Exercise: Turn all of the data below into a JSON list of strings, one string per line, and leave out any blank lines.

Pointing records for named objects
-.-.-
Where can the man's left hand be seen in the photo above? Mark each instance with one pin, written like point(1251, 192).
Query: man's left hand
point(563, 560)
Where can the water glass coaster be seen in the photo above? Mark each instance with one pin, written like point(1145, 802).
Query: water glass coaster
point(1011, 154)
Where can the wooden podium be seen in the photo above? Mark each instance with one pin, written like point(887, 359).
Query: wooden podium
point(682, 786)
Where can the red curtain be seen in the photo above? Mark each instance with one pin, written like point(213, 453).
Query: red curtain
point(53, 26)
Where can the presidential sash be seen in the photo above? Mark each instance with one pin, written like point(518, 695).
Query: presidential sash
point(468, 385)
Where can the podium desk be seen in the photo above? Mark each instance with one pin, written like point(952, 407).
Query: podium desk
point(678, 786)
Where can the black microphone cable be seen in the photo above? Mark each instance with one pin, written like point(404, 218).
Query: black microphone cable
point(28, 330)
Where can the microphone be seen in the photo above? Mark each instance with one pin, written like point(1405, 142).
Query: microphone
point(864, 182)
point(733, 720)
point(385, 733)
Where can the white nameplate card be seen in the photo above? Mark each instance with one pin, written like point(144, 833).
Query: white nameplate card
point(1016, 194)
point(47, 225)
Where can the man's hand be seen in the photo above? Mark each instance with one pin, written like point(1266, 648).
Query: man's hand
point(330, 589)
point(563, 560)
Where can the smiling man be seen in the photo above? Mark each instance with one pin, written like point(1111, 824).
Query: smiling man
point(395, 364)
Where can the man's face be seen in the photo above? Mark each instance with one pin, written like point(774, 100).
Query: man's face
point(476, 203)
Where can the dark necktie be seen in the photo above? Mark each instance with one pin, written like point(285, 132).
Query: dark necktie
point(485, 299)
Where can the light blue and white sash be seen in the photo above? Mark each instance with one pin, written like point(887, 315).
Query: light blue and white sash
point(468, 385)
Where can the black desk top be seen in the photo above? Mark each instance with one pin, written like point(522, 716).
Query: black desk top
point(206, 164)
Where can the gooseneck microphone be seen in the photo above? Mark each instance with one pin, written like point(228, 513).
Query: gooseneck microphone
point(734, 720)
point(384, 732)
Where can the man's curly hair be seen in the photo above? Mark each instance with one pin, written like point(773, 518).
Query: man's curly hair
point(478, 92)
-.-.-
Answer:
[
  "Where can the man's left hand be seen in the photo above? Mark each instance with one pin, written like point(1251, 192).",
  "Query: man's left hand",
  "point(563, 560)",
  "Where can the water glass coaster be seen in the photo above? Mark each instance with one pin, written like point(1145, 802).",
  "Query: water glass coaster",
  "point(1011, 154)",
  "Where can the wooden podium be seen in the photo above? Mark each instance with one pin, written like point(887, 359).",
  "Query: wooden podium",
  "point(682, 786)",
  "Where can the red curtain be seen in the photo above? Mark each instance with one pin, written like point(213, 453).",
  "Query: red curtain",
  "point(53, 26)",
  "Where can the presidential sash be seen in the photo above? Mark each instance with one pin, written like point(518, 695).",
  "Query: presidential sash",
  "point(468, 385)",
  "Where can the podium desk be seen in the photo above? Mark each instance with one pin, written like point(952, 407).",
  "Query: podium desk",
  "point(678, 786)",
  "Where can the black microphone cable be seen in the photo above? Mark each instance with one pin, written like point(404, 218).",
  "Query: black microphone cable",
  "point(28, 330)",
  "Where can the microphone be seen in the photo above? Mark each instance with one pin, written like point(1405, 142).",
  "Query: microphone",
  "point(864, 182)",
  "point(733, 720)",
  "point(385, 733)",
  "Where can the white nameplate card be seen in the photo above? Mark each instance with one pin, written like point(144, 833).",
  "Query: white nameplate card",
  "point(1016, 194)",
  "point(47, 225)",
  "Where can the man's hand be seen in the photo above? Mark each instance with one pin, written like point(1266, 648).",
  "Query: man's hand",
  "point(330, 589)",
  "point(563, 560)",
  "Where can the smiling man be seen in the photo above? Mark each instance with one pin, written like point(1111, 824).",
  "Query: smiling man",
  "point(395, 364)",
  "Where can the man's face be seen in the photo above? Mark each instance with one pin, written like point(774, 100).",
  "Query: man's face",
  "point(476, 203)",
  "Where can the dark necktie be seen in the photo above? Mark each instance with one pin, written like point(285, 132).",
  "Query: dark necktie",
  "point(485, 299)",
  "Where can the light blue and white sash be seen in the photo above? Mark each instance with one pin, written like point(887, 315).",
  "Query: light blue and white sash",
  "point(468, 385)",
  "Where can the black desk top be seen in the photo above? Mark each instance with one pin, written like point(522, 716).",
  "Query: black desk top",
  "point(206, 164)",
  "Where can the gooseneck microphone be seen in the photo above? Mark each instance with one pin, written like point(228, 513).",
  "Query: gooseneck microphone",
  "point(734, 720)",
  "point(384, 732)",
  "Where can the man's curly hair be seen in the photo above? Mark each instance with one pin, written like point(773, 518).",
  "Query: man's curly hair",
  "point(478, 92)"
]